- **SELECTION**
((

Simple query string query

Use the simple_query_string type to specify multiple arguments delineated by regular expressions directly in the query string. Simple query string has a less strict syntax than query string because it discards any invalid portions of the string and does not return errors for invalid syntax.

This query uses a simple syntax to parse the query string based on special operators and split the string into terms. After parsing, the query analyzes each term independently and then returns matching documents.

The following query performs fuzzy search on the title field:

  1. GET _search
  2. {
  3. "query": {
  4. "simple_query_string": {
  5. "query": "\"rises wind the\"~4 | *ising~2",
  6. "fields": ["title"]
  7. }
  8. }
  9. }

copy

Simple query string syntax

A query string consists of terms and operators. A term is a single word (for example, in the query wind rises, the terms are wind and rises). If several terms are surrounded by quotation marks, they are treated as one phrase where words are marched in the order they appear (for example, "wind rises"). Operators such as +, |, and - specify the Boolean logic used to interpret text in the query string.

Operators

Simple query string syntax supports the following operators.

OperatorDescription
+Acts as the AND operator.
|Acts as the OR operator.
*When used at the end of a term, signifies a prefix query.
Wraps several terms into a phrase (for example, “wind rises”).
(, )Wrap a clause for precedence (for example, wind + (rises | rising)).
~nWhen used after a term (for example, wnid~3), sets fuzziness. When used after a phrase, sets slop.
-Negates the term.

All of the preceding operators are reserved characters. To refer to them as raw characters and not operators, escape any of them with a backslash. When sending a JSON request, use \\ to escape reserved characters (because the backslash character is itself reserved, you must escape the backslash with another backslash).

Default operator

The default operator is OR (unless you set the default_operator to AND). The default operator dictates the overall query behavior. For example, consider an index containing the following documents:

  1. PUT /customers/_doc/1
  2. {
  3. "first_name":"Amber",
  4. "last_name":"Duke",
  5. "address":"880 Holmes Lane"

))

- **EXCERPTED RECORDS**
((

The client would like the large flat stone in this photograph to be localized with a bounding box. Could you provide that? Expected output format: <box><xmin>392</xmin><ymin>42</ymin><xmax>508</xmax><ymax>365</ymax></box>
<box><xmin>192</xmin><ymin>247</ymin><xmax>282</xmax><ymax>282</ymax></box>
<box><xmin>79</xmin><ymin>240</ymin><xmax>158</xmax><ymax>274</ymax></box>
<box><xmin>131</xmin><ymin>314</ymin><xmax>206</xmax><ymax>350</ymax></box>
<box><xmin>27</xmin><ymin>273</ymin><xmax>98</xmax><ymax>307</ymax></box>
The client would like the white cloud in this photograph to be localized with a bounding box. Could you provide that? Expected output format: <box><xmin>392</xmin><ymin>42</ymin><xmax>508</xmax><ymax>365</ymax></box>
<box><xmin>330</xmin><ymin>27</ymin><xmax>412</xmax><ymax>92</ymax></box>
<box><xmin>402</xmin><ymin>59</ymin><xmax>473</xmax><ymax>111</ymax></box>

))
((

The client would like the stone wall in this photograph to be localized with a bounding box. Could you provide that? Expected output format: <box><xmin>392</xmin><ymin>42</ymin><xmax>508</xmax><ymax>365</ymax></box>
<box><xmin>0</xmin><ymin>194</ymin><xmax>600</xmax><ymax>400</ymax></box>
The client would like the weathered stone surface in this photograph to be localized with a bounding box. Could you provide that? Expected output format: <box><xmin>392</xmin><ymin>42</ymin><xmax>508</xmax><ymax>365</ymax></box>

))

- **JOB 1**
From the simple query string text above, reproduce word for word the part that begins with the words containing "Simple query string query" and ends with "for invalid syntax.".
- **JOB 2**
In the simple query string text above, which operator is the default when default_operator is not set to AND?

- **WRITTEN SOLUTION 1**
Simple query string query

Use the simple_query_string type to specify multiple arguments delineated by regular expressions directly in the query string. Simple query string has a less strict syntax than query string because it discards any invalid portions of the string and does not return errors for invalid syntax.

- **WRITTEN SOLUTION 2**
OR